Mario Sarabia, el demiurgo de Mallasa
Imagen: Ricardo Bajo
Mario-Sarabia
Imagen: Ricardo Bajo
El más grande ceramista de Bolivia cultiva el arte de la tierra y el fuego en su casa/taller de Mallasa. Alista una nueva exposición sobre el salar de Uyuni.
Mario Sarabia ha hecho miles de cerámicas. Cada vez que comienza una se pregunta lo mismo: “¿Para quién estoy haciendo esta?”. Nunca sabe al inicio para quién. Sarabia es un alfarero/ceramista que cree en el misterio, en el espíritu; ambos invisibles. Hay varias fotos y cuadros de Picasso en su taller. Nos ponemos a charlar del malagueño; este 8 de abril se cumplen los 50 años de su muerte.
— ¿Acaso Picasso soñó que tú y yo íbamos a estar hablando de él en esta última tarde de enero acá en Mallasa? Es el destino, son las cosas que fluyen. Picasso nunca imaginó ser tan grande, él simplemente trabajaba y trabajaba. Que Graciela Rodo Boulanger haya venido a mi taller hace 14 años y me diga maestro. Nunca lo soñé siquiera. El arte es misterio. ¿Qué te ha traído a mi casa para charlar justo ahora? Eres un mensajero del arte enviado por su espíritu. ¿Qué irás a escribir luego? En esta conversación he recordado cosas que creía haber olvidado. Yo haré ejercitar tu imaginación cuando vuelvas a tu hogar y hagas la nota.
Llevo ocho páginas escritas a mano por los dos costados. Han pasado cuatro horas de ameno diálogo, previo recorrido por el taller del más grande ceramista de Bolivia. Levanto la vista del papel y miro a Mario Sarabia después de sus enigmáticas palabras.

[DATOS PROPORCIONADOS]
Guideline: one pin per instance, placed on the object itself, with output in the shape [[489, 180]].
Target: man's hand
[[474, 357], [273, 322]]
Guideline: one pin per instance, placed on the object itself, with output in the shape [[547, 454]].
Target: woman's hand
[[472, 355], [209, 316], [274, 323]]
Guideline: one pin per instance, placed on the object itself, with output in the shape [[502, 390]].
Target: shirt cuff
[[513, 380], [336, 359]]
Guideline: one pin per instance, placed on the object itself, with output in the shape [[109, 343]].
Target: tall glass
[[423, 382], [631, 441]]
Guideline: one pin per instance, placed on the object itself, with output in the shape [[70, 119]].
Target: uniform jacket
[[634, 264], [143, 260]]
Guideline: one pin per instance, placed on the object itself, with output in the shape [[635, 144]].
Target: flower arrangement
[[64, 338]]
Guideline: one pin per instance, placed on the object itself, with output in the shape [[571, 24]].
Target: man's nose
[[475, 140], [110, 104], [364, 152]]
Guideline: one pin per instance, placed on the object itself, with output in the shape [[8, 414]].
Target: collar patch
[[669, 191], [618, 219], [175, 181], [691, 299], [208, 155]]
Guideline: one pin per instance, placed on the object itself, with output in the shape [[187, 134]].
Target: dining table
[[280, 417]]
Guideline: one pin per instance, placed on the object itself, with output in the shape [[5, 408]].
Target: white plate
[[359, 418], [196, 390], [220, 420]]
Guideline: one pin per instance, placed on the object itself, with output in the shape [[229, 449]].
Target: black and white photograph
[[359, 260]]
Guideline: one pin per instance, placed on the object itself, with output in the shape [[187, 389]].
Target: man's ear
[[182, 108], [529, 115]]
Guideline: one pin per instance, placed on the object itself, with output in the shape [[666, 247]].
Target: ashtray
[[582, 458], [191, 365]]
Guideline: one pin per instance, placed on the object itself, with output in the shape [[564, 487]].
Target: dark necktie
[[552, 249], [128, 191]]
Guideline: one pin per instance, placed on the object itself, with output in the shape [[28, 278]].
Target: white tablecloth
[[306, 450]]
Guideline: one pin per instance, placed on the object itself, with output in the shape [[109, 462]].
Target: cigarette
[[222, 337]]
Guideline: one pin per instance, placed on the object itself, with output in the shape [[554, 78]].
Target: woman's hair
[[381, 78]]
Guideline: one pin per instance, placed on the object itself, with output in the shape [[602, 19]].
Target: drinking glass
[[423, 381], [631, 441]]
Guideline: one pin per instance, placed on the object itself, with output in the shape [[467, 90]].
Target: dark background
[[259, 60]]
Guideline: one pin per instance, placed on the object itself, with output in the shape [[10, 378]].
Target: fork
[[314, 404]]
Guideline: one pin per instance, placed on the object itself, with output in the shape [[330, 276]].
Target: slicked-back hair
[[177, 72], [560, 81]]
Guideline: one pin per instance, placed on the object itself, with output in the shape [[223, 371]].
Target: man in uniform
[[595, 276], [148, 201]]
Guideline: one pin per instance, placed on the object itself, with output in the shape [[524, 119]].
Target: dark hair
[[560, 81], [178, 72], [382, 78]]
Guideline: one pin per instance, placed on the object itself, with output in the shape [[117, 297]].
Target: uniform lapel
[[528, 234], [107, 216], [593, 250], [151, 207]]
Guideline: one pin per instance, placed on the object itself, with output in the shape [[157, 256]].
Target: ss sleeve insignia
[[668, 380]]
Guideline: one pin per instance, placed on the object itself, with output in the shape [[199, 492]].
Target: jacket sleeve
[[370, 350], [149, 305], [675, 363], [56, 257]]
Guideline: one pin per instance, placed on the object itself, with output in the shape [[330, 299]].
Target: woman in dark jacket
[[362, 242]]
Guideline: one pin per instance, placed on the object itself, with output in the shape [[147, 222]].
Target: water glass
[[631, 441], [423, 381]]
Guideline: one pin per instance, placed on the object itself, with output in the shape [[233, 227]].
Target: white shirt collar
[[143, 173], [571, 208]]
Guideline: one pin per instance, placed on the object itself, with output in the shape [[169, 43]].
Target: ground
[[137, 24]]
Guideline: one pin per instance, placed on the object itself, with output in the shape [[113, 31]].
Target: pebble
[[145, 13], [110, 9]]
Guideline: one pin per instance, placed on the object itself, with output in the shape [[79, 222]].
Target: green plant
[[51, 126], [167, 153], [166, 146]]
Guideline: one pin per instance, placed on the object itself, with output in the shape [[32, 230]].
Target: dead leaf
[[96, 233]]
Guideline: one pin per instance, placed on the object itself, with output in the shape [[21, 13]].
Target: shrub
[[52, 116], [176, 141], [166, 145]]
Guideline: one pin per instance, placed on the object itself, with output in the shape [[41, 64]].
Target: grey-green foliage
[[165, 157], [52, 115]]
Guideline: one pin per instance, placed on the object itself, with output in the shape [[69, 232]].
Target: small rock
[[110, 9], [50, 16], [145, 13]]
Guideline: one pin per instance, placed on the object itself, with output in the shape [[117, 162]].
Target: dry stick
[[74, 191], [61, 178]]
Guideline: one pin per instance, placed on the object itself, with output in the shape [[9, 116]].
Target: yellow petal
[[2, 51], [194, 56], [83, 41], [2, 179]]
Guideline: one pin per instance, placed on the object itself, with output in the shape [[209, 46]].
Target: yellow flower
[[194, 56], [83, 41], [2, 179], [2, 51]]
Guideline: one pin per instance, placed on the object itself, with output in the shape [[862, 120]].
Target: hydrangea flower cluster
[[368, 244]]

* * *

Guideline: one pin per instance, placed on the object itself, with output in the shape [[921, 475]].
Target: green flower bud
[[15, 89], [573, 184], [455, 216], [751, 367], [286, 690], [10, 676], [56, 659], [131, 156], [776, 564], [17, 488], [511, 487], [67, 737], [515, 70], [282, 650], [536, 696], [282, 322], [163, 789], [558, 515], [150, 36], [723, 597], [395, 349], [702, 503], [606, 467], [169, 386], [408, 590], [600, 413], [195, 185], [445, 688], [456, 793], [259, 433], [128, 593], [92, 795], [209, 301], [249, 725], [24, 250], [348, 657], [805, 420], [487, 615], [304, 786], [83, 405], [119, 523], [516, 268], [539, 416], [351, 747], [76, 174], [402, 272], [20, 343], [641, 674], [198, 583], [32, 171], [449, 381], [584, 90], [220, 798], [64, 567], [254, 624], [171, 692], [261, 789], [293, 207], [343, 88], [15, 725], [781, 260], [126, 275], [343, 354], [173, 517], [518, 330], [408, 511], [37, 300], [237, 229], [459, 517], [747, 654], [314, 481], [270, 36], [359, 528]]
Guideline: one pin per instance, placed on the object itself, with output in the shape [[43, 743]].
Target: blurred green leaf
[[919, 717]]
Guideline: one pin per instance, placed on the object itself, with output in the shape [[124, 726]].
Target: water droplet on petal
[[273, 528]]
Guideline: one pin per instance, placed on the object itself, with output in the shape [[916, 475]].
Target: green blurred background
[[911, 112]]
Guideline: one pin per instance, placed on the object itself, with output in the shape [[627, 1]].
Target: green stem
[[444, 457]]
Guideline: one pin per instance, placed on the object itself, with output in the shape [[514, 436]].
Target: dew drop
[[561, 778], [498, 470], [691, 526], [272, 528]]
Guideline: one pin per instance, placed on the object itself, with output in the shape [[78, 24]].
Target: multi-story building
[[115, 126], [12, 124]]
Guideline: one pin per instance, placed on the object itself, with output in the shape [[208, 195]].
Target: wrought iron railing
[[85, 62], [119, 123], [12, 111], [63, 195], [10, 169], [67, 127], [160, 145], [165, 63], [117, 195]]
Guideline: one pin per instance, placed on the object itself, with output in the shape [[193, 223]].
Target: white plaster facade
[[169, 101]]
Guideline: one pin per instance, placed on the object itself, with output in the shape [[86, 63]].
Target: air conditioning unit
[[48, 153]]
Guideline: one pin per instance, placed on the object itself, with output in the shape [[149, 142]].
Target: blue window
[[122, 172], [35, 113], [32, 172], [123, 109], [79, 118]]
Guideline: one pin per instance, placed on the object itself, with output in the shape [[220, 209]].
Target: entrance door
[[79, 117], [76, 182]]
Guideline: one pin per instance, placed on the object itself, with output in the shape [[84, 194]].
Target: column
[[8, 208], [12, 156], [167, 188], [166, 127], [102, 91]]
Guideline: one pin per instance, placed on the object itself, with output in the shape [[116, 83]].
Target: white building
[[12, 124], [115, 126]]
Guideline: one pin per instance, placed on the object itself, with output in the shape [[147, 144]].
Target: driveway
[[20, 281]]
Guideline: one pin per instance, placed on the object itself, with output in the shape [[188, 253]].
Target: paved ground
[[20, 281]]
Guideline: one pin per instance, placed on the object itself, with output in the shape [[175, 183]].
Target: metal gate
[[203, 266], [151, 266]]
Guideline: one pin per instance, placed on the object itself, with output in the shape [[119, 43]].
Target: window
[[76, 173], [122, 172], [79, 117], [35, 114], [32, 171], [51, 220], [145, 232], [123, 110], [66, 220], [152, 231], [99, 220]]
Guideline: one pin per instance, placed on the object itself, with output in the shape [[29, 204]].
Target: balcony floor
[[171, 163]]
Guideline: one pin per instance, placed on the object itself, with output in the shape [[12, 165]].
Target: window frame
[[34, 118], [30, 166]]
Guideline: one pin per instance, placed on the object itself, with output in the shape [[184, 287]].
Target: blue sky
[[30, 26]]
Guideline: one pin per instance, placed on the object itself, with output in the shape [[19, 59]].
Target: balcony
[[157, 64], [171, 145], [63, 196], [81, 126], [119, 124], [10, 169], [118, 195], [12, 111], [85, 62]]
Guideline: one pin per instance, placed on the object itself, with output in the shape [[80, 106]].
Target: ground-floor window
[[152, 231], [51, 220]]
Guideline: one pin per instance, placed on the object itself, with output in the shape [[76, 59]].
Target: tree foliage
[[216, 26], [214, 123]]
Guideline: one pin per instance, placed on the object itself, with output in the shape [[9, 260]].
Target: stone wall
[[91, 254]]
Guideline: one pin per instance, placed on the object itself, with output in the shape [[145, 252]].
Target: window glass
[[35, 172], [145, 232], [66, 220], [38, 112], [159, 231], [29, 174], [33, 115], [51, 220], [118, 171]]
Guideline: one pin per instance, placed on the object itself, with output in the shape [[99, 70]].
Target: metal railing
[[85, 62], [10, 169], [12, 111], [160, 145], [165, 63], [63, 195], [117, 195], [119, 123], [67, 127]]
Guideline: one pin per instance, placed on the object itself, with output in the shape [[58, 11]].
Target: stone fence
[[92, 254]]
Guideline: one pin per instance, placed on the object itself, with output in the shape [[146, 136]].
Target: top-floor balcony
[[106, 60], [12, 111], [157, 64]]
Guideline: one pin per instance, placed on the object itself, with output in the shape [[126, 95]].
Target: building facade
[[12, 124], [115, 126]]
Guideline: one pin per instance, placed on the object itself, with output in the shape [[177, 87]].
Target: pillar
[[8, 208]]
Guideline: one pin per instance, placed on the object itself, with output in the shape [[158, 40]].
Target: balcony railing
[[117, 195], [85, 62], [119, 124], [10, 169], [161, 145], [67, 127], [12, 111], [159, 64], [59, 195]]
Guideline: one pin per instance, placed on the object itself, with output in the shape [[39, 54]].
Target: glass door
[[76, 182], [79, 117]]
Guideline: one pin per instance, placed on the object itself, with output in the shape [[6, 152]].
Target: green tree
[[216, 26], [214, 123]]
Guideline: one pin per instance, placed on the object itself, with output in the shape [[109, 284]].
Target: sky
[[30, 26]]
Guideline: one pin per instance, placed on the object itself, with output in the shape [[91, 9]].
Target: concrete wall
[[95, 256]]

[TAREAS PROPUESTAS]
• 1. Resuma en dos oraciones el texto sobre Mario Sarabia.
• 2. Transcriba de los registros, sin alteración alguna, desde la línea que contiene "shape [[187, 134]]." hasta la línea que contiene "[[560, 81], [178, 72], [382, 78]]", ambas incluidas.

[SOLUCIONES DESARROLLADAS]
• 1. Mario Sarabia, presentado como el más grande ceramista de Bolivia, trabaja en su casa/taller de Mallasa, prepara una nueva exposición sobre el salar de Uyuni y, tras haber hecho miles de cerámicas, se pregunta al comenzar cada una para quién la está haciendo. Durante un diálogo de cuatro horas en el que se habla de Picasso, cuya muerte cumple 50 años este 8 de abril, Sarabia sostiene que el arte es misterio y que las cosas fluyen por el destino.

• 2.
Guideline: one pin per instance, placed on the object itself, with output in the shape [[187, 134]].
Target: dining table
[[280, 417]]
Guideline: one pin per instance, placed on the object itself, with output in the shape [[5, 408]].
Target: white plate
[[359, 418], [196, 390], [220, 420]]
Guideline: one pin per instance, placed on the object itself, with output in the shape [[229, 449]].
Target: black and white photograph
[[359, 260]]
Guideline: one pin per instance, placed on the object itself, with output in the shape [[187, 389]].
Target: man's ear
[[182, 108], [529, 115]]
Guideline: one pin per instance, placed on the object itself, with output in the shape [[666, 247]].
Target: ashtray
[[582, 458], [191, 365]]
Guideline: one pin per instance, placed on the object itself, with output in the shape [[564, 487]].
Target: dark necktie
[[552, 249], [128, 191]]
Guideline: one pin per instance, placed on the object itself, with output in the shape [[28, 278]].
Target: white tablecloth
[[306, 450]]
Guideline: one pin per instance, placed on the object itself, with output in the shape [[109, 462]].
Target: cigarette
[[222, 337]]
Guideline: one pin per instance, placed on the object itself, with output in the shape [[554, 78]].
Target: woman's hair
[[381, 78]]
Guideline: one pin per instance, placed on the object itself, with output in the shape [[602, 19]].
Target: drinking glass
[[423, 381], [631, 441]]
Guideline: one pin per instance, placed on the object itself, with output in the shape [[467, 90]].
Target: dark background
[[259, 60]]
Guideline: one pin per instance, placed on the object itself, with output in the shape [[10, 378]].
Target: fork
[[314, 404]]
Guideline: one pin per instance, placed on the object itself, with output in the shape [[330, 276]].
Target: slicked-back hair
[[177, 72], [560, 81]]
Guideline: one pin per instance, placed on the object itself, with output in the shape [[223, 371]].
Target: man in uniform
[[595, 276], [148, 201]]
Guideline: one pin per instance, placed on the object itself, with output in the shape [[524, 119]].
Target: dark hair
[[560, 81], [178, 72], [382, 78]]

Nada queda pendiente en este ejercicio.